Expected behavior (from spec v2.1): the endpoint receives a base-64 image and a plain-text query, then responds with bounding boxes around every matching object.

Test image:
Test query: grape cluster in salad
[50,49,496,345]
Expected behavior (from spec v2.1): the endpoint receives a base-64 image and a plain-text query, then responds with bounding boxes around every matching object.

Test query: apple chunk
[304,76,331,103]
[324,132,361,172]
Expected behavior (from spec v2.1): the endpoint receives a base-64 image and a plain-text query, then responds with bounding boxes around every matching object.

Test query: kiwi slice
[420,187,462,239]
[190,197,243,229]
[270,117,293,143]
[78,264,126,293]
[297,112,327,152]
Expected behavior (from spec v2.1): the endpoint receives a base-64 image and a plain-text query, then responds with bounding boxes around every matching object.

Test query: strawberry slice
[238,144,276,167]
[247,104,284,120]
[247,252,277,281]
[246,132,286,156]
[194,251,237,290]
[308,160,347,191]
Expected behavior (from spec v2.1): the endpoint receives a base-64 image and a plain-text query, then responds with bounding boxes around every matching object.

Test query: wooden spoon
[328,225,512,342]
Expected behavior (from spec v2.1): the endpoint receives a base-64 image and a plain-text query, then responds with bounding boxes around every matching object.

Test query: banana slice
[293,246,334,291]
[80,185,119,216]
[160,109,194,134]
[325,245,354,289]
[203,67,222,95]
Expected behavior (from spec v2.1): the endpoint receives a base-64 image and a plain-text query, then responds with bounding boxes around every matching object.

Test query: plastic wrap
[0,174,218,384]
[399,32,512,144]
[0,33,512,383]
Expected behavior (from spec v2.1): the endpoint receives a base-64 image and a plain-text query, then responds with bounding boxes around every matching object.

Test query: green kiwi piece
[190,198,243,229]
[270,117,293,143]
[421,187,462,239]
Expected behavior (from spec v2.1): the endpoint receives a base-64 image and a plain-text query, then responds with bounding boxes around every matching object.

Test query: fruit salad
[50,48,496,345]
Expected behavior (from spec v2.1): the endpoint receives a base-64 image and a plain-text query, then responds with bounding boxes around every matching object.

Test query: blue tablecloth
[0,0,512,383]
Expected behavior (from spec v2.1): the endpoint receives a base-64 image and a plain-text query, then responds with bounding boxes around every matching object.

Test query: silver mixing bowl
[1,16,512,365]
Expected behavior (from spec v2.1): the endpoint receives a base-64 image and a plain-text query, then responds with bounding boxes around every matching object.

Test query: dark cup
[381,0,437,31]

--

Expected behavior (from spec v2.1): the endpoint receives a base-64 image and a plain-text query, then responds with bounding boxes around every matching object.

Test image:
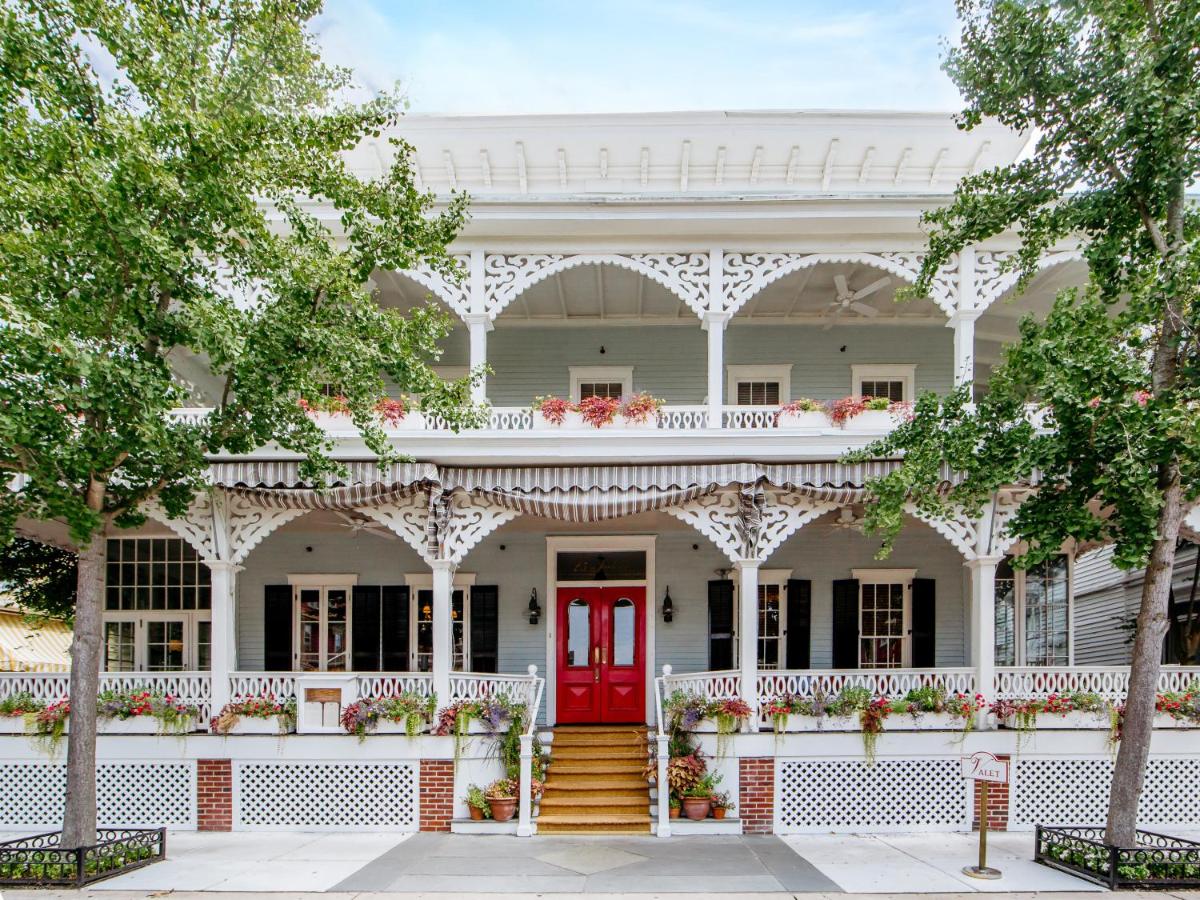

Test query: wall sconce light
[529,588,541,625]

#### Work instructions:
Count case-sensitively and state how many lines in the records contain the string "slice". Reply with the number only.

#### In response:
3